Collected data entries:
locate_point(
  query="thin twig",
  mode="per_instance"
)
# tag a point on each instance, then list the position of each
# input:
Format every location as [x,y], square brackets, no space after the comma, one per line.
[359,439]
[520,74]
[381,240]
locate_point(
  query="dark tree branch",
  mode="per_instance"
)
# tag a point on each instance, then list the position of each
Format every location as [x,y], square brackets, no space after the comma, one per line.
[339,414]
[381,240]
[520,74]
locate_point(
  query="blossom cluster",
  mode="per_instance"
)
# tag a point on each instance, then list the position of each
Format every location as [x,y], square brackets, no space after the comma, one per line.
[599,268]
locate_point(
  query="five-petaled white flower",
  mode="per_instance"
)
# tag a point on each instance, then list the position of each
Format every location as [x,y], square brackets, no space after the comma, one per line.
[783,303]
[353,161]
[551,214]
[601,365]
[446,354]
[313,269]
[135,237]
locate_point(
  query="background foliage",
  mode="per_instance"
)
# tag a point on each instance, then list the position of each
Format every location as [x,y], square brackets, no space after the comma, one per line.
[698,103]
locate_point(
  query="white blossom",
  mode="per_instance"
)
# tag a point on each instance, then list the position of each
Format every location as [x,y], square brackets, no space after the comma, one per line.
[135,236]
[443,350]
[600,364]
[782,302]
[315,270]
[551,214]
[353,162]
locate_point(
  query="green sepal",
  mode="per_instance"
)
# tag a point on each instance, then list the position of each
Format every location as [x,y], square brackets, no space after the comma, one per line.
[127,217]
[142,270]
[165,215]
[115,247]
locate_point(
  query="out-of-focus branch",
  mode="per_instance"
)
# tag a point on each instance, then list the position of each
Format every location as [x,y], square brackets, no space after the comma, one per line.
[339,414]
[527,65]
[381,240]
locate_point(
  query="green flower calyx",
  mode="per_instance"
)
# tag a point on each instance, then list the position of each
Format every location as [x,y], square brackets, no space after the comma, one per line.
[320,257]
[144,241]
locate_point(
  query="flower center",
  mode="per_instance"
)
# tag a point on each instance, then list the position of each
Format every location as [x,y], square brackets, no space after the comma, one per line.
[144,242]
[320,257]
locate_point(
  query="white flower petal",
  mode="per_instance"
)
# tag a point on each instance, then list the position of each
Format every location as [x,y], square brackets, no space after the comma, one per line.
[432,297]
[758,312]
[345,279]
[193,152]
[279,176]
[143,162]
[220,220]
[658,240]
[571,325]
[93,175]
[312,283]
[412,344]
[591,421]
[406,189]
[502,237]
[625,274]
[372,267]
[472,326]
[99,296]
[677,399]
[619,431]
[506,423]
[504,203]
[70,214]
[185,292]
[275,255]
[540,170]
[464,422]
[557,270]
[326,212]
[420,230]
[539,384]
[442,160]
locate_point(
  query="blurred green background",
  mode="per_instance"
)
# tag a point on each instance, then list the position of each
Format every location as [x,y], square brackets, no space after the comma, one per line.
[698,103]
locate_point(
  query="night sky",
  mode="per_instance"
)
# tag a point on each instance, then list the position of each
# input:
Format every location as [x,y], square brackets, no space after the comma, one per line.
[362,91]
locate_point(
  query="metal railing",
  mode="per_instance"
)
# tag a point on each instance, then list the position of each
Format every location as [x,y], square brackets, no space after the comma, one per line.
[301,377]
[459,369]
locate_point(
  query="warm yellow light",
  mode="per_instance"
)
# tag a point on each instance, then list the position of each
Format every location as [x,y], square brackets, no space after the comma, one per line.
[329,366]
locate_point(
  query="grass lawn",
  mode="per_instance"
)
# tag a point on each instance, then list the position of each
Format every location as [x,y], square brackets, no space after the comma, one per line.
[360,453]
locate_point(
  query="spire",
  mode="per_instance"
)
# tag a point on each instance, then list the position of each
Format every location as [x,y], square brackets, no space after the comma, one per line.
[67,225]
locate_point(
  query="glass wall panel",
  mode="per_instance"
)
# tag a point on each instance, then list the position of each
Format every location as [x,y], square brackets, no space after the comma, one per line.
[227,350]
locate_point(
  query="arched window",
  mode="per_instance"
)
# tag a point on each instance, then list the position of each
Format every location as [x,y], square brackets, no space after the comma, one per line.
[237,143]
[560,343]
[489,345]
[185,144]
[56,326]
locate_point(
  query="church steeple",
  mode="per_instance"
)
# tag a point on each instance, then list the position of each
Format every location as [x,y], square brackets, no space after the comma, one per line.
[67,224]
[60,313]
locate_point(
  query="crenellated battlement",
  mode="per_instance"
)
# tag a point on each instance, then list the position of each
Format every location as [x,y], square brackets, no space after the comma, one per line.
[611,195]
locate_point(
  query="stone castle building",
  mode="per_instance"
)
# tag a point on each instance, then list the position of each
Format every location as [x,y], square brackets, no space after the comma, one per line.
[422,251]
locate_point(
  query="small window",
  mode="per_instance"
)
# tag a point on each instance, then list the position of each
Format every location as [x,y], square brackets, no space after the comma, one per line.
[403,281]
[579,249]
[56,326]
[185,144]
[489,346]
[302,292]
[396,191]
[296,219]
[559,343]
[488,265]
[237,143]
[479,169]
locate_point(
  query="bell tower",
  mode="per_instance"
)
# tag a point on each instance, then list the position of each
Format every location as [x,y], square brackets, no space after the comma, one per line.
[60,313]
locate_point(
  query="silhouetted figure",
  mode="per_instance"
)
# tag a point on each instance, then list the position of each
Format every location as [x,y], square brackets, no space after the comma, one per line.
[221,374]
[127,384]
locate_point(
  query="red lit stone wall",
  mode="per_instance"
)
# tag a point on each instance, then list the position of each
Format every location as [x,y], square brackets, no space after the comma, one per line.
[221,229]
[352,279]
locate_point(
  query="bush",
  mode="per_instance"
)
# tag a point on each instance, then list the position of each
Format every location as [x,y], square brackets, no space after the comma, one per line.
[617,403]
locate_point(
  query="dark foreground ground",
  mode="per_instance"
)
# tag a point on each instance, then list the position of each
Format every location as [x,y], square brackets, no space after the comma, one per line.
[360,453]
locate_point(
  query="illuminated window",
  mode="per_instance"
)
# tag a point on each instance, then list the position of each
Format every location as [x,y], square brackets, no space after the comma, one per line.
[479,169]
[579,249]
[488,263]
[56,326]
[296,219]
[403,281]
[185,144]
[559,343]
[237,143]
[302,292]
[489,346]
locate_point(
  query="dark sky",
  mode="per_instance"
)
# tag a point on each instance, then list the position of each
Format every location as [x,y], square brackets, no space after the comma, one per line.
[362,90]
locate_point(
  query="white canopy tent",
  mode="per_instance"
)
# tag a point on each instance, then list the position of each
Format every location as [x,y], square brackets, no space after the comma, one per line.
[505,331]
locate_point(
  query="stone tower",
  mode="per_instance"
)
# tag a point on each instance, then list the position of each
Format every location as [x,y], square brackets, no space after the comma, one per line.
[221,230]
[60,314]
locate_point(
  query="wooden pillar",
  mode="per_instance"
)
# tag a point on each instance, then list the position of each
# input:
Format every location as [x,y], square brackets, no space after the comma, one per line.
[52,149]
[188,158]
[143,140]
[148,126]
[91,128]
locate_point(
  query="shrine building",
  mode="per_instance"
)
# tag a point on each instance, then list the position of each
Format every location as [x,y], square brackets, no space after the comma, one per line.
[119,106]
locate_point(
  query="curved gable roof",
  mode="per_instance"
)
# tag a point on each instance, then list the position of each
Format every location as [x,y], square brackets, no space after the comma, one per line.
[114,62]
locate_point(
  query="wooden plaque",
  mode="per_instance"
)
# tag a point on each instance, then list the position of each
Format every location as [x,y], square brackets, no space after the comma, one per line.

Work to do:
Write out the material from the first line to the last, exactly.

Result for this exercise:
locate_point(
  query="thin twig",
  mode="per_instance"
)
# tag a point on each instance, then list the position of each
# input:
Format every location as [x,y], square brackets, no space after the comma, one per line.
[359,439]
[520,74]
[381,240]
locate_point(
  query="dark tree branch",
  mode="per_instance"
)
# tag a point on each instance, then list the position of each
Format every location as [x,y], square brackets, no space after the comma, one per line.
[339,414]
[381,240]
[520,74]
locate_point(
  query="blossom cluster",
  mode="per_instance"
)
# tag a point on each instance, then list the position of each
Format every location as [x,y], square brackets, no space after the comma, one per line.
[599,268]
locate_point(
  query="five-petaled white flower",
  mode="per_instance"
)
# tag a point on each instance, then list the position of each
Format every location as [x,y], square brackets, no space after the comma, one per line.
[783,303]
[353,161]
[551,214]
[601,365]
[446,354]
[313,269]
[135,237]
locate_point(
  query="background foliage",
  mode="per_instance"
)
# tag a point on each instance, then list the position of each
Format every location as [x,y], square brackets, no space after the comma, one per line.
[698,103]
locate_point(
  query="white blossom",
  mode="per_instance"
)
# tag a point on each instance, then list the position of each
Format every location as [x,y], square brackets, no space after the comma, one per line.
[135,236]
[443,350]
[600,364]
[782,302]
[315,270]
[551,214]
[353,162]
locate_point(
  query="green sepal",
  mode="per_instance"
)
# tag a point on each instance, then list the position of each
Format every location as [x,y], square brackets, no space after the comma, one per line.
[127,217]
[142,270]
[165,215]
[115,247]
locate_point(
  query="out-of-focus branch",
  mode="per_instance"
)
# tag a point on each instance, then list the position of each
Format every location as [x,y], square brackets, no space after the comma, one per line.
[339,414]
[527,65]
[381,240]
locate_point(
  query="green flower calyx",
  mode="per_instance"
)
# tag a point on each instance, then list the position of each
Format every location as [x,y], square brackets, no space after the comma, one per line.
[320,257]
[144,241]
locate_point(
  query="flower center",
  mode="per_instance"
)
# tag a point on each instance, then list the position of each
Format every location as [x,y], square brackets, no space after the comma, one per line.
[144,242]
[320,257]
locate_point(
  query="white flower petal",
  mode="per_instance"
)
# tag a point on each instance, then list the position of each
Format every location as [x,y], square brackets, no space after the comma, one per line.
[432,297]
[758,312]
[345,279]
[193,152]
[279,176]
[143,162]
[220,220]
[658,240]
[571,325]
[93,175]
[312,283]
[412,344]
[591,421]
[406,189]
[502,237]
[625,274]
[372,267]
[472,326]
[99,296]
[677,399]
[619,431]
[506,423]
[504,203]
[70,214]
[185,292]
[275,255]
[540,170]
[464,422]
[557,270]
[326,212]
[420,230]
[539,384]
[442,160]
locate_point(
  query="blurred green background",
  mode="per_instance"
)
# tag a point on each instance, then list the position of each
Format every location as [x,y], square brackets, no space after the comma, one per line.
[698,103]
locate_point(
  query="night sky",
  mode="per_instance"
)
# tag a point on each instance, then list the position of each
# input:
Format every location as [x,y], square brackets, no space after the comma, one per line.
[362,91]
locate_point(
  query="metal railing",
  mode="per_instance"
)
# tag a point on each instance, then list the position of each
Format every location as [x,y], square brackets, no space after the comma, one per line.
[301,377]
[459,369]
locate_point(
  query="warm yellow light",
  mode="per_instance"
)
# tag a point on each instance, then list the position of each
Format every location as [x,y], square brackets, no space after the comma, one per line.
[329,366]
locate_point(
  query="grass lawn",
  mode="per_instance"
)
# tag a point on each instance, then list the position of each
Format every location as [x,y], square brackets, no space after the comma, one per line.
[360,453]
locate_point(
  query="spire",
  mode="per_instance"
)
# tag a point on each instance, then list the position of each
Format every location as [x,y], square brackets, no space after the comma, one per line.
[67,225]
locate_point(
  query="glass wall panel",
  mode="per_instance"
)
# tag a point on each instance, then list the position of each
Format every location as [x,y], square brackets, no space after the comma, one per line.
[227,350]
locate_point(
  query="arched window",
  mode="per_instance"
)
# tag a point on each instance, then list the position of each
Format every location as [x,y], square brackets, no space after the comma, one per line.
[237,143]
[560,343]
[489,345]
[185,144]
[56,326]
locate_point(
  query="church steeple",
  mode="per_instance"
)
# tag a point on each instance, then list the position of each
Format every location as [x,y], square brackets, no space after the comma, one per line.
[67,224]
[60,313]
locate_point(
  query="crenellated battlement",
  mode="per_instance"
)
# tag a point on each instance, then list the position of each
Format every location as [x,y], square brackets, no space after the comma, one per line.
[611,195]
locate_point(
  query="stone castle building",
  mode="per_instance"
)
# tag a point on each instance, then list the position of each
Format every location as [x,y], square brackets, no space after the comma, one per line.
[422,251]
locate_point(
  query="small window",
  mode="per_instance"
)
# tag a point on each instance, then list the position of each
Format every location as [x,y], square brackets, no space after the comma, one per line.
[403,281]
[579,249]
[56,326]
[185,144]
[489,346]
[302,292]
[396,191]
[296,219]
[559,343]
[488,265]
[237,143]
[479,169]
locate_point(
  query="bell tower",
  mode="per_instance"
)
# tag a point on each instance, then list the position of each
Format every location as [x,y], square brackets, no space after the comma, one per line.
[60,313]
locate_point(
  query="silhouetted figure",
  mode="per_instance"
)
# tag a point on each instance, then list the position of each
Format every location as [x,y], square brackets, no space after the comma, one per line.
[221,374]
[127,384]
locate_point(
  query="red lit stone wall",
  mode="per_instance"
)
# tag a point on each instance, then list the position of each
Format every location as [x,y], square brackets, no space after the comma, one per line.
[221,229]
[352,279]
locate_point(
  query="bush",
  mode="per_instance"
)
# tag a point on each instance, then list the position of each
Format every location as [x,y], square brackets, no space after the comma, one per line.
[617,403]
locate_point(
  query="dark foreground ground",
  mode="per_instance"
)
# tag a point on each instance, then list the position of each
Format every location as [x,y], square brackets, no space after the comma, one per line.
[360,453]
locate_point(
  query="illuminated window",
  mode="per_instance"
)
# tag a point on each instance, then list the position of each
Format every location as [x,y], square brackets, no space after the comma, one per line.
[479,169]
[579,249]
[488,263]
[56,326]
[296,219]
[403,281]
[185,144]
[559,343]
[237,143]
[302,292]
[489,346]
locate_point(
  query="dark sky",
  mode="per_instance"
)
# tag a point on each instance, then list the position of each
Format every location as [x,y], square brackets, no space after the comma, one per line.
[362,90]
locate_point(
  query="white canopy tent",
  mode="per_instance"
)
# tag a point on each instance, then list the position of each
Format every location as [x,y], square brackets, no space after the comma, one per line.
[505,331]
locate_point(
  query="stone tower",
  mode="per_instance"
)
# tag a point on each instance, then list the position of each
Format every location as [x,y], square brackets, no space after the comma, one per line.
[221,230]
[60,314]
locate_point(
  query="wooden pillar",
  mode="per_instance"
)
# tag a point on each instance, then list the position of each
# input:
Format every location as [x,y], square brackets, no space after the comma, one per line.
[52,149]
[188,158]
[143,140]
[148,126]
[91,128]
locate_point(
  query="shrine building",
  mode="per_instance"
)
# tag a point on each instance, then list the position of each
Format every location as [x,y], square brackets, no space after the comma, one per line.
[119,106]
locate_point(
  query="curved gable roof",
  mode="per_instance"
)
# tag a point on each instance, then list the position of each
Format every location as [x,y], square brackets, no space after the comma, one per line.
[114,62]
locate_point(
  query="wooden plaque",
  mode="per_instance"
)
# tag a point on each instance, then list the position of each
Format every location as [x,y], square brackets, no space after the comma, one per line.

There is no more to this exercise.